## TEXT PROVIDED
***

It seems we have a lot to learn about ourselves from studying the behavior of amoebas. Just when we thought we were so highly evolved, it turns out our infant human species has a lot in common with the lowly slime mold called “Dicty.”
A team from the University of Houston, led by evolutionary biologist Elizabeth Ostrowski, studied the cheating behavior of soil borne, social amoebas, Dictyostelium discoideum, also known as Dicty. By observing their manner of dealing with cheaters in their society, the scientists hope to gain insights into promoting cooperation and preventing conflict in our human societies.
According to Ostrowski, “Cheating is part of every society, including human society. There are always individuals who get ahead without doing their fair share of the work. Understanding how societies can remain harmonious and reconcile what is best for the individual versus the group can help us understand what the attributes of a successful society are.”
What is known about Dicty is their typical behavior of morphing from individual organism into a multicellular “fruiting body.” Most of the Dicty’s existence is spent as a solitary entity that reproduces by asexual division. But when starving, the individuals aggregate to form a multicellular “slug” that operates as a society, with competition and conflicts, as well as cooperation.

***

## TASK 1
For the text about Dicty amoebas, say whether each statement agrees with it, answering yes or no and quoting the words that decide it: (a) The research team came from the University of Houston. (b) Dicty spend most of their existence as part of a multicellular slug. (c) The individual amoebas come together when they are starving.
## TASK 2
Write the next part of the text about Dicty amoebas, picking up right after its last sentence.
The listing isn't needed for anything here.

***

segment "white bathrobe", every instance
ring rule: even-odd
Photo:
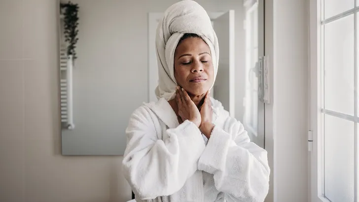
[[[132,114],[123,172],[137,202],[263,202],[269,188],[266,151],[211,99],[215,126],[207,138],[192,122],[179,124],[164,98]]]

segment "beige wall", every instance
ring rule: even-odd
[[[144,44],[143,49],[128,46],[127,50],[143,58],[127,66],[142,68],[139,80],[144,82],[136,86],[143,93],[136,97],[136,104],[125,109],[127,114],[141,103],[139,100],[147,97],[144,84],[147,83],[146,13],[163,11],[176,0],[139,1],[123,0],[118,7],[131,16],[124,28],[133,26],[131,20],[144,25],[119,36],[124,40],[136,36]],[[198,1],[206,9],[230,8],[221,0]],[[56,0],[0,0],[0,202],[126,201],[131,190],[122,175],[122,157],[61,155],[58,10]],[[236,10],[236,32],[243,28],[241,13]],[[240,36],[236,49],[244,46]],[[237,64],[244,63],[240,51],[236,53]]]

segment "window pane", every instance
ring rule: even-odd
[[[324,116],[324,192],[332,202],[354,201],[354,123]]]
[[[355,0],[324,0],[324,18],[327,19],[354,8]]]
[[[324,26],[324,108],[354,114],[354,15]]]

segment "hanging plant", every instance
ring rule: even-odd
[[[65,40],[68,42],[67,55],[72,55],[74,60],[76,57],[76,44],[78,40],[78,5],[69,1],[67,3],[60,3],[60,12],[63,11]]]

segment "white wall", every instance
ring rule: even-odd
[[[308,201],[309,1],[265,1],[265,55],[273,92],[266,106],[272,168],[266,202]]]
[[[124,135],[131,113],[143,102],[147,101],[147,13],[163,12],[177,1],[157,0],[152,3],[143,0],[72,1],[78,3],[80,7],[76,45],[78,58],[73,74],[75,129],[63,130],[63,135],[75,134],[76,139],[97,139],[99,135],[103,135],[111,138],[112,144],[114,141],[117,142],[117,149],[108,148],[108,152],[118,153],[119,149],[120,153],[123,153],[125,138],[116,136]],[[148,5],[138,6],[144,2]],[[235,10],[235,90],[238,95],[235,117],[242,121],[245,81],[242,3],[240,0],[221,3],[215,0],[198,2],[209,12]],[[101,141],[101,138],[96,141]],[[67,141],[67,139],[63,142]],[[104,144],[113,145],[106,141]],[[104,150],[95,146],[91,151]],[[72,147],[65,146],[67,150]]]
[[[147,98],[147,13],[163,12],[175,1],[110,1],[118,18],[108,20],[123,28],[112,35],[111,43],[126,48],[104,54],[122,62],[117,79],[123,85],[112,89],[128,98],[118,105],[124,116],[119,127],[124,127],[125,117]],[[242,30],[241,1],[198,2],[209,10],[234,8],[236,32]],[[121,157],[61,155],[59,9],[56,0],[0,1],[0,201],[125,201],[131,190],[122,175]],[[236,63],[244,64],[244,34],[238,37]],[[79,57],[82,54],[79,50]],[[111,62],[102,65],[117,71]],[[136,82],[127,79],[134,74]]]

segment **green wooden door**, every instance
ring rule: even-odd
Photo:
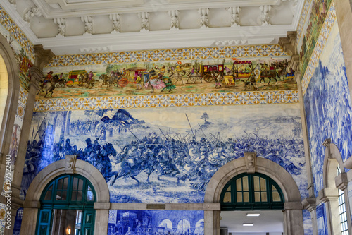
[[[37,235],[49,235],[51,222],[51,210],[42,209],[39,210],[39,217]]]
[[[93,210],[84,210],[82,219],[82,235],[93,235],[94,234],[95,211]]]

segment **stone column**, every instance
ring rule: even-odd
[[[13,178],[11,183],[11,229],[7,229],[5,232],[6,235],[12,235],[17,210],[23,206],[23,202],[20,198],[20,186],[27,152],[27,145],[30,133],[30,123],[32,122],[35,103],[35,96],[39,89],[39,82],[43,78],[43,67],[49,62],[50,59],[54,55],[51,51],[44,50],[41,45],[34,46],[34,66],[31,68],[30,71],[31,80],[29,86],[25,116],[23,118],[23,125],[20,133],[20,141],[18,143],[18,146],[20,147],[18,147],[17,159],[15,163]],[[35,224],[36,222],[34,222],[34,224]]]
[[[308,193],[309,197],[315,197],[314,192],[314,181],[313,180],[312,174],[312,162],[310,158],[310,150],[309,148],[309,138],[308,135],[307,119],[306,118],[306,110],[304,109],[304,100],[302,92],[302,84],[301,83],[301,73],[296,73],[295,77],[297,82],[297,88],[298,90],[299,96],[299,108],[301,111],[301,119],[302,122],[302,135],[303,138],[304,143],[304,153],[306,157],[306,169],[307,171],[307,180],[308,184]]]
[[[352,99],[352,11],[351,0],[334,1],[336,16],[339,25],[341,44],[345,59],[346,72],[348,80],[348,87]]]

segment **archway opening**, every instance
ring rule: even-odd
[[[284,198],[277,183],[262,174],[241,174],[220,195],[222,234],[282,234]]]
[[[42,193],[36,234],[94,234],[96,201],[95,190],[86,178],[56,177]]]
[[[0,55],[0,123],[4,119],[4,113],[6,105],[8,93],[8,76],[4,59]]]

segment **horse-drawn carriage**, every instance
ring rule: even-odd
[[[68,72],[68,79],[66,83],[66,86],[72,88],[73,85],[80,84],[80,75],[81,73],[87,73],[85,69],[83,70],[72,70]]]

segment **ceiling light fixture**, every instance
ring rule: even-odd
[[[259,213],[247,213],[247,216],[259,216],[260,214]]]

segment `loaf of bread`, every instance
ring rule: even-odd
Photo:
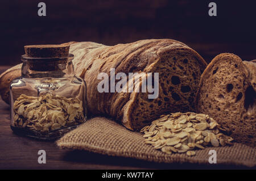
[[[237,56],[216,56],[202,74],[197,111],[209,115],[238,142],[255,146],[256,64]]]
[[[144,40],[109,47],[92,42],[72,42],[70,52],[75,72],[86,83],[88,110],[92,115],[110,116],[126,128],[141,129],[159,115],[170,112],[195,111],[195,98],[207,64],[184,44],[170,39]],[[19,75],[20,65],[0,76],[0,92],[7,101],[10,81]],[[159,95],[148,99],[148,92],[100,92],[101,73],[110,77],[123,73],[159,73]],[[134,85],[139,89],[147,76]],[[115,83],[119,80],[115,80]],[[154,82],[154,79],[153,79]]]

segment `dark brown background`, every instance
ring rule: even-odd
[[[230,52],[256,58],[256,3],[253,1],[1,1],[0,65],[15,65],[23,46],[92,41],[115,45],[170,38],[187,44],[209,62]],[[217,17],[208,15],[216,2]],[[255,2],[255,1],[254,1]]]

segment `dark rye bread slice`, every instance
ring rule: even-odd
[[[195,94],[207,64],[184,44],[152,39],[112,47],[93,42],[65,45],[70,45],[70,53],[75,56],[76,75],[86,83],[88,110],[91,115],[109,116],[129,129],[138,130],[164,113],[195,111]],[[102,80],[97,75],[105,73],[109,78],[111,68],[115,69],[115,74],[124,73],[127,76],[129,73],[159,73],[158,98],[148,99],[148,94],[141,91],[98,92],[97,85]],[[5,79],[10,79],[13,72],[16,73],[9,70],[3,74]],[[135,87],[141,87],[144,78],[137,81]],[[8,86],[1,81],[0,84]]]
[[[69,45],[33,45],[24,46],[26,54],[32,58],[67,57],[69,52]]]
[[[214,119],[236,141],[255,146],[256,105],[250,74],[238,56],[218,55],[202,74],[196,104],[197,112]]]

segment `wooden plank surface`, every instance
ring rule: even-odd
[[[0,72],[8,67],[0,66]],[[55,141],[21,137],[10,127],[9,106],[0,99],[0,169],[244,169],[232,165],[156,163],[110,157],[85,151],[59,149]],[[46,163],[38,162],[39,150],[46,151]]]

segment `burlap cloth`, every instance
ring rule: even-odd
[[[210,155],[208,152],[213,149],[217,152],[217,163],[255,166],[256,149],[241,144],[196,150],[196,155],[190,157],[185,153],[168,155],[154,150],[143,140],[141,133],[130,131],[107,118],[97,117],[67,133],[56,143],[61,149],[85,150],[112,156],[172,163],[209,164]]]

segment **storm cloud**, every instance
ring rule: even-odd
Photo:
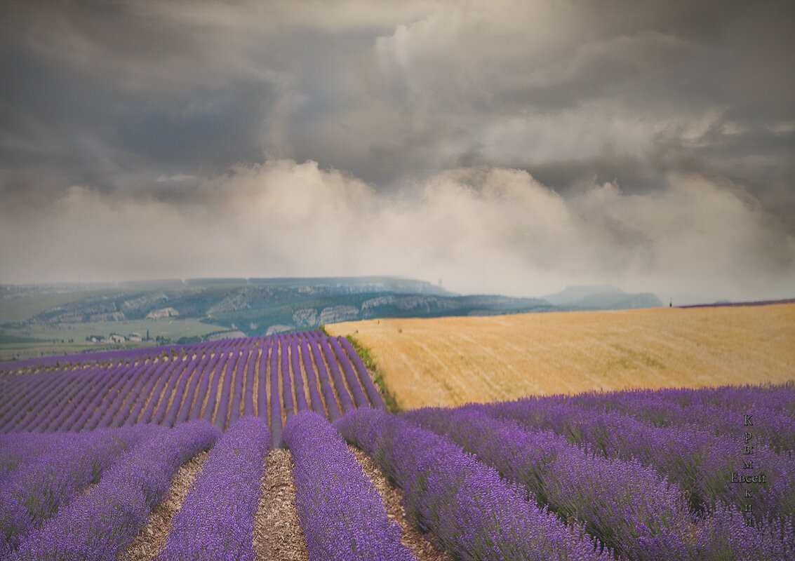
[[[20,2],[0,281],[792,296],[791,2]]]

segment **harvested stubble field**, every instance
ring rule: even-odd
[[[326,329],[370,350],[404,408],[795,377],[795,304],[368,319]]]

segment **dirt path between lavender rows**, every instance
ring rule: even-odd
[[[270,451],[265,460],[254,547],[257,561],[308,559],[295,507],[293,455],[282,448]]]
[[[152,511],[146,524],[119,557],[120,561],[150,561],[163,548],[174,517],[193,488],[207,456],[207,451],[200,452],[176,470],[169,487],[168,497]]]
[[[364,470],[364,474],[381,495],[386,516],[400,525],[403,532],[401,543],[411,550],[417,561],[453,561],[452,557],[429,542],[419,527],[405,517],[402,493],[389,484],[383,473],[370,456],[352,446],[348,446],[348,450],[356,457],[356,460]]]

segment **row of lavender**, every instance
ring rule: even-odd
[[[203,421],[149,430],[155,431],[155,437],[144,442],[154,444],[139,440],[127,453],[99,453],[118,459],[106,462],[107,471],[97,488],[61,504],[50,520],[33,524],[17,536],[10,546],[15,551],[12,559],[115,559],[140,528],[157,497],[162,497],[162,482],[169,474],[220,434]],[[8,445],[0,448],[0,466],[4,466],[0,477],[5,483],[21,481],[30,470],[25,464],[33,461],[32,454],[40,462],[48,455],[57,458],[47,447],[54,439],[95,433],[111,431],[2,436],[5,441],[0,443]],[[295,461],[296,504],[310,559],[410,559],[399,543],[397,527],[386,517],[377,492],[363,477],[340,434],[375,459],[402,488],[409,518],[459,559],[795,556],[791,518],[767,517],[749,526],[743,513],[719,501],[708,512],[692,512],[679,488],[636,459],[603,457],[553,431],[499,418],[494,409],[486,412],[470,406],[424,409],[402,416],[359,408],[332,425],[308,410],[291,416],[285,440]],[[188,447],[188,452],[169,452],[164,448],[180,451],[185,446],[164,447],[167,435],[176,441],[194,435],[194,445]],[[33,445],[9,444],[14,439],[37,443],[40,452],[31,453]],[[161,559],[199,559],[211,551],[218,559],[253,559],[257,498],[268,492],[258,484],[267,440],[265,423],[247,416],[221,436],[173,521]],[[164,454],[171,455],[159,459],[158,455]],[[151,468],[146,458],[168,468]],[[55,471],[43,473],[56,481]],[[72,485],[69,492],[82,485]],[[38,504],[37,500],[26,501],[25,493],[18,490],[28,486],[10,486],[17,492],[9,504],[14,500],[25,508]],[[47,481],[39,486],[57,487]],[[108,490],[117,488],[122,492]],[[144,488],[160,490],[143,496],[135,492]],[[6,511],[14,512],[4,504],[2,512]],[[118,516],[120,512],[134,516]],[[6,527],[21,526],[3,521]]]
[[[0,430],[172,427],[196,419],[224,429],[257,416],[277,446],[284,421],[297,411],[333,420],[356,407],[383,408],[345,339],[313,331],[222,342],[3,377]]]
[[[793,398],[786,385],[670,389],[403,416],[630,559],[791,559]]]

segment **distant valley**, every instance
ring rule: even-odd
[[[662,305],[653,294],[569,287],[544,298],[451,292],[389,277],[188,279],[0,286],[0,359],[194,342],[376,318]]]

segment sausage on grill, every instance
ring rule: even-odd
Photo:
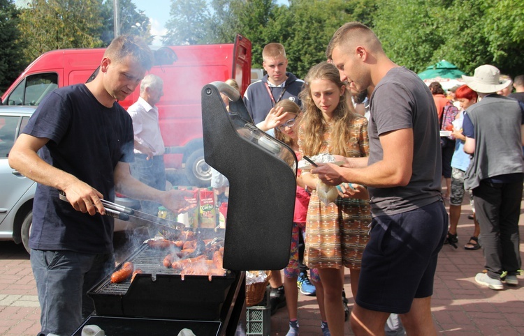
[[[111,275],[111,282],[116,284],[126,281],[133,274],[133,263],[126,262],[122,268],[112,273]]]

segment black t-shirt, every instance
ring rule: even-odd
[[[372,215],[402,213],[441,199],[439,121],[428,86],[412,71],[394,68],[377,85],[370,101],[368,165],[384,158],[381,135],[411,128],[414,139],[409,183],[392,188],[369,187]]]
[[[50,93],[23,130],[49,139],[38,152],[46,162],[76,176],[115,199],[114,170],[133,161],[133,123],[117,102],[105,107],[84,84]],[[38,184],[33,204],[29,246],[83,253],[112,252],[114,221],[76,211],[58,190]]]

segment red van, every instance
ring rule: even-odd
[[[234,43],[152,49],[155,66],[150,73],[163,79],[164,96],[157,106],[168,173],[183,169],[185,183],[209,185],[211,173],[204,161],[201,91],[212,82],[234,78],[243,94],[250,83],[251,41],[238,35]],[[86,82],[95,75],[104,50],[68,49],[42,54],[2,96],[2,104],[38,105],[57,87]],[[127,109],[139,94],[137,88],[119,102]]]

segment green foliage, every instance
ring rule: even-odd
[[[357,15],[364,15],[358,7],[361,4],[343,0],[293,1],[286,15],[281,17],[285,20],[282,24],[286,33],[277,41],[286,47],[288,70],[303,78],[312,66],[326,61],[326,47],[335,31],[345,22],[358,20]],[[277,34],[275,31],[273,36],[276,38]]]
[[[29,41],[26,57],[62,48],[101,47],[102,0],[34,0],[22,10],[20,29]]]
[[[0,92],[9,87],[26,66],[27,43],[17,28],[18,10],[9,0],[0,0]]]
[[[132,0],[119,0],[119,18],[120,20],[119,35],[138,35],[147,43],[153,42],[154,36],[150,33],[150,19],[143,10],[137,10]],[[115,7],[112,0],[105,0],[102,5],[101,17],[103,24],[99,35],[103,46],[107,47],[115,38]]]
[[[524,0],[381,0],[374,30],[388,56],[420,72],[446,59],[472,74],[524,73]]]

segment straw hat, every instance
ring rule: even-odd
[[[509,85],[511,80],[500,79],[500,71],[493,66],[484,64],[475,69],[474,75],[462,76],[472,90],[481,93],[491,93],[504,89]]]

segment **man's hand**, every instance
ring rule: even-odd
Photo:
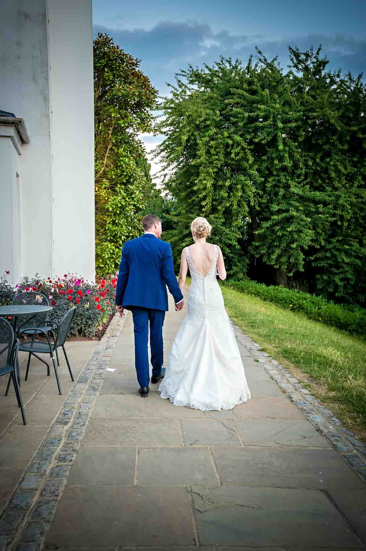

***

## RESPONSE AREA 1
(a) Yes: "A team from the University of Houston"
(b) No: "Most of the Dicty’s existence is spent as a solitary entity that reproduces by asexual division."
(c) Yes: "But when starving, the individuals aggregate to form a multicellular “slug”"

## RESPONSE AREA 2
During the fruiting stage, the outer 20% of the slug altruistically differentiates into a “non-viable stalk” that supports the fruiting of the remaining viable cells into spores. At this stage, cheating can occur to ensure a particular outcome by some of the cells trying to stack the deck with their own viable cell clones. One strain of Dicty could potentially cheat by contributing fewer cells to the stalk and more to the fruiting process.
With funding from the National Science Foundation (NSF), and good luck in the timing of price reduction and ease of genetic testing, the researchers used genome sequencing to test various hypothetical scenarios for cheating and document outcomes of advantage and disadvantage. Would the cheaters’ genetic signature gain reproductive advantage?
They framed the social scenarios as an “arms race, stalemate, or mutation selection.” An arms race would have resulted in less DNA diversity at the location of the social genes. But, instead, they found greater diversity, indicating a stalemate where neither population gains a significant advantage. They even brought in strains from Texas and Virginia, expecting to find less similarity at the social genes. But, in fact, the two strains were more similar at the social genes than at other genes, suggesting a “selective force” that assures genetic social stability, so that neither the cheaters nor the cooperators gain genetic advantage.
Though Ostrowski was the lead author of this paper, she humbly acknowledges the contributions of other scientists. “The authors on this work have a long history of collaboration to address questions at the interface of molecular biology, genomics, and social evolution.”
So even though cheaters don’t gain a genetic advantage, in our present stage of evolutionary development, they seem destined to try. The good news is, the same holds true of cooperators.